Indicaciones y requisitos: Escribe la continuación del hilo de foro sobre la resistencia quemada en el extractor de baño, comenzando justo después de lo último que aparece.

# Valor de resistencia quemada en un extractor de baño.



## kenzoxs (Dic 14, 2014)

Hola amigos

Tengo un extractor de baño que ha dejado de funcionar, lo he desmontado y he visto que se ha quemado una resistencia en el modulo de control, el cual se enciende con la luz, y cuando se apaga la luz lo mantiene encendido unos minutos mas.

La resistencia esta ilegible, lo único que he sacado es que une las dos patillas de la derecha de los condensadores azules.

He intentado buscar por internet el esquema o una imagen, pero no doy encontrado nada

¿Alguna sugerencia?

el modelo del extractor es un airflow icon 15

Gracias


----------



## DOSMETROS (Dic 14, 2014)

Por como explotó , sin duda hay algo mas en corto , algún capacitor quizás . . .

https://www.forosdeelectronica.com/f11/identificar-valor-resistencia-quemada-21479/#post173206


----------



## kenzoxs (Dic 14, 2014)

He intentado utilizar tu sistema para medir la resistencia pero esta tan destrozada que no mide nada...

Muchas gracias por las sugerencias


----------



## yosimiro (Dic 14, 2014)

Si tienes soldador, debieras quitar y probar los capacitores.


----------



## J2C (Dic 14, 2014)

.



Antes que nada seria mejor una fotito del otro lado de la plaqueta ya que es Doble Fa*z* con agujeritos metalizados !!!!



Eso me huele a fuente sin transformador   !!!!!.





Saludos, JuanKa.-


----------



## kenzoxs (Dic 14, 2014)

Cierto, aqui os las dejo, no se ve muy bien porque lleva una capa de silicona o similar para protegerla de la humedad del cuarto de baño






J2C dijo:


> .
> 
> 
> 
> ...


----------



## J2C (Dic 14, 2014)

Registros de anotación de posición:
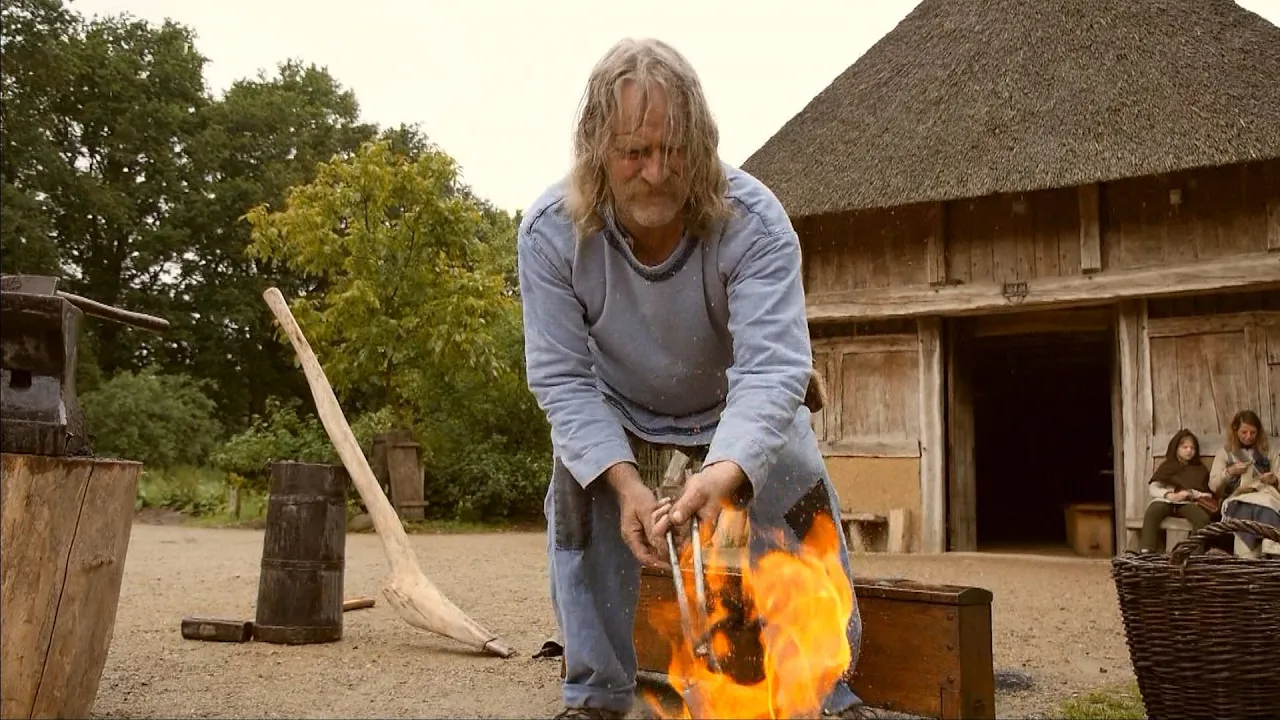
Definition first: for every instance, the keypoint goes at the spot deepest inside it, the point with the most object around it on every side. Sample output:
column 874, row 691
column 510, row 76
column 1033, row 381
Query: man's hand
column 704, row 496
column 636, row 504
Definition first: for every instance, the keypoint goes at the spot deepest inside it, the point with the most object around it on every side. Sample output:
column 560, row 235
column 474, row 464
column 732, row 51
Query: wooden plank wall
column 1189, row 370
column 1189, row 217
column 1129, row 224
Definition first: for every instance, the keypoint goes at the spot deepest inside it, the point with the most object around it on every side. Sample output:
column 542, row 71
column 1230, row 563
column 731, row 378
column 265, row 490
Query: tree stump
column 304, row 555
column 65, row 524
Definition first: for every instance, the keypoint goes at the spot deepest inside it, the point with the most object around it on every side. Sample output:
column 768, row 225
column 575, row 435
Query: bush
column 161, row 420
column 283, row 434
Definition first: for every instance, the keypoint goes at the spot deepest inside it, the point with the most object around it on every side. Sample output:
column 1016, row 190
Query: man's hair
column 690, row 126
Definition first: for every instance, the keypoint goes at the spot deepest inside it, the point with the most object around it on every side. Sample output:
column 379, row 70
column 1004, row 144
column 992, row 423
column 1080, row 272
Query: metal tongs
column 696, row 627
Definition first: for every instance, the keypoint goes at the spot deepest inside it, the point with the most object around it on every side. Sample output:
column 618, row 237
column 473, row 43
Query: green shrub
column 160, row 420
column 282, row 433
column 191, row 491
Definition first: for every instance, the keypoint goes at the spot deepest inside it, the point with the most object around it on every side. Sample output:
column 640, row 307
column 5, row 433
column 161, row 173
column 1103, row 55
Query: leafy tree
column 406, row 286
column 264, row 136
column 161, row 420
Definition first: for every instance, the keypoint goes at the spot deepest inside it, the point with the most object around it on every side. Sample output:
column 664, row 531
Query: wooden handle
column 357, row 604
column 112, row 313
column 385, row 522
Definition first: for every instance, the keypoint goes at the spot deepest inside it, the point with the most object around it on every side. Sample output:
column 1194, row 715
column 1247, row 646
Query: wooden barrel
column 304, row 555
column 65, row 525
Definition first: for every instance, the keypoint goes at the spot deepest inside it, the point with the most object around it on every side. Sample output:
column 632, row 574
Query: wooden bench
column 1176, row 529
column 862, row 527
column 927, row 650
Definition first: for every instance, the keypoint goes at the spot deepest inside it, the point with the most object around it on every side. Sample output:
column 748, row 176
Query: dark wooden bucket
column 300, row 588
--
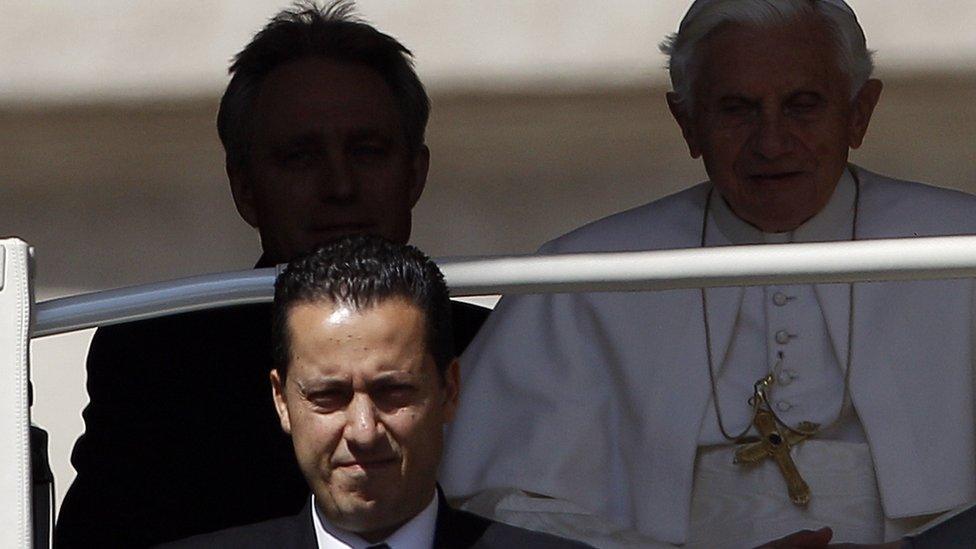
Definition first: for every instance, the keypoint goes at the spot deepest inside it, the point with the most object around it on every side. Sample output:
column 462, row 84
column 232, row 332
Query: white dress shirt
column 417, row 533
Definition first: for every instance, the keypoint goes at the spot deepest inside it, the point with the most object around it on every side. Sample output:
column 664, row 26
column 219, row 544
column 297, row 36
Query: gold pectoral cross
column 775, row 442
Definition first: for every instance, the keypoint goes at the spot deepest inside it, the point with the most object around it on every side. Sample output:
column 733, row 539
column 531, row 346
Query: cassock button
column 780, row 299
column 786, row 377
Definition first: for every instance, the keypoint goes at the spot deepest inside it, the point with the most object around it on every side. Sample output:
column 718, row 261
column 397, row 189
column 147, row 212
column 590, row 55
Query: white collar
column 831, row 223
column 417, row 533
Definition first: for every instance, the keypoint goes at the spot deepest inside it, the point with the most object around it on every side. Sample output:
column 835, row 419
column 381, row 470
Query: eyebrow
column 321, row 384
* * *
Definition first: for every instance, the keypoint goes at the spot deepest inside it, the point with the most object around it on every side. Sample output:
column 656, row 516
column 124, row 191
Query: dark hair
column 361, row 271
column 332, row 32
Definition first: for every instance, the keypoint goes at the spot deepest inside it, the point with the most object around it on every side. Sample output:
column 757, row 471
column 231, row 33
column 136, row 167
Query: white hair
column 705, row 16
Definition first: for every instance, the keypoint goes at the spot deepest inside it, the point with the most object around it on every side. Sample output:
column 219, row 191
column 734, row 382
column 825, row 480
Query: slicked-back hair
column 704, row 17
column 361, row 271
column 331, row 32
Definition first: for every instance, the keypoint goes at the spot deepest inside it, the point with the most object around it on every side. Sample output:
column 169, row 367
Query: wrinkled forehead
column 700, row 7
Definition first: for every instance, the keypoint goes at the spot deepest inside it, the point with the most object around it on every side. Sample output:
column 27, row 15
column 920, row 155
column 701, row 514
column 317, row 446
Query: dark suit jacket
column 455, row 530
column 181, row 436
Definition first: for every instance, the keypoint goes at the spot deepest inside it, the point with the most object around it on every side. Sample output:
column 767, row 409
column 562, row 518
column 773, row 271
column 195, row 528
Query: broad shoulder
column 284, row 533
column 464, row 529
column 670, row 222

Respuesta:
Kenzoxs

Es tal cual dije antes la fuente de alimentación de la electrónica del lado soldaduras (un µContralor, un transistor, resistencias, capacitores, etc.)

Suelen ser similares a:

Ver el archivo adjunto 3171

Esta imagen la obtuve de _*Fuente de Alimentación SIN trafo de 220v*_, por lo que llego a apreciar tiene algunas leves diferencias pero no llego ver todos los componentes ni conexiones de la tuya.

Deberías intentar levantar el esquemático aunque sea a mano alzada sobre papel y luego sacando una foto/imagen que subirías. Al menos de la parte donde se encuentran: R1, R2, capacitores RIFA, C2, D1 , ZD1.


La resistencia que se ha quemado calculo que es de bajo valor y esta en serie con la línea del capacitor y el diodo del esquema que te coloque aquí, pero realmente tómalo con pinzas por que sin tener el esquema o la placa delante mío estoy suponiendo/*adivinando*. 


Mi experiencia en artefactos que usan ese tipo de fuente es que los capacitores grandes RIFA pierden su valor de capacidad por permanecer continuamente conectados a la línea de energía; aun no he reparado ningún aparato que los use por capacitor en corto.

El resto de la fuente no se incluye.